··· SOURCE MATERIAL

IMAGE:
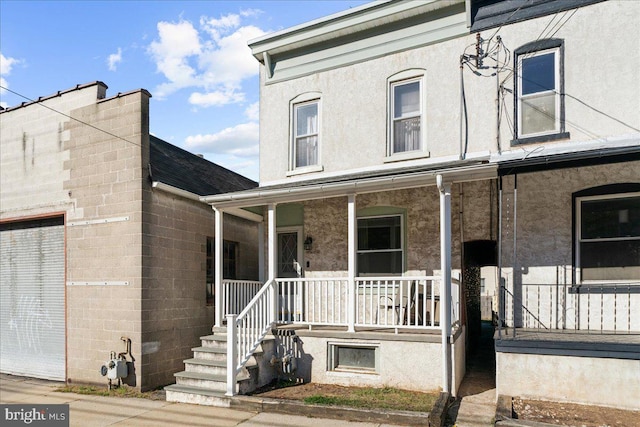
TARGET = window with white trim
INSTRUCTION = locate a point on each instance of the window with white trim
(357, 358)
(539, 79)
(306, 133)
(608, 237)
(380, 245)
(407, 121)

······

STATED GOAL - Locate every line in the items above that contains the word "white", treating uppercase and lowercase letters as distinct, and copy each such line.

SOLUTION TO THE PROBLEM -
TARGET = window with white trim
INSTRUCTION = locate a point on each instance of the window with white trim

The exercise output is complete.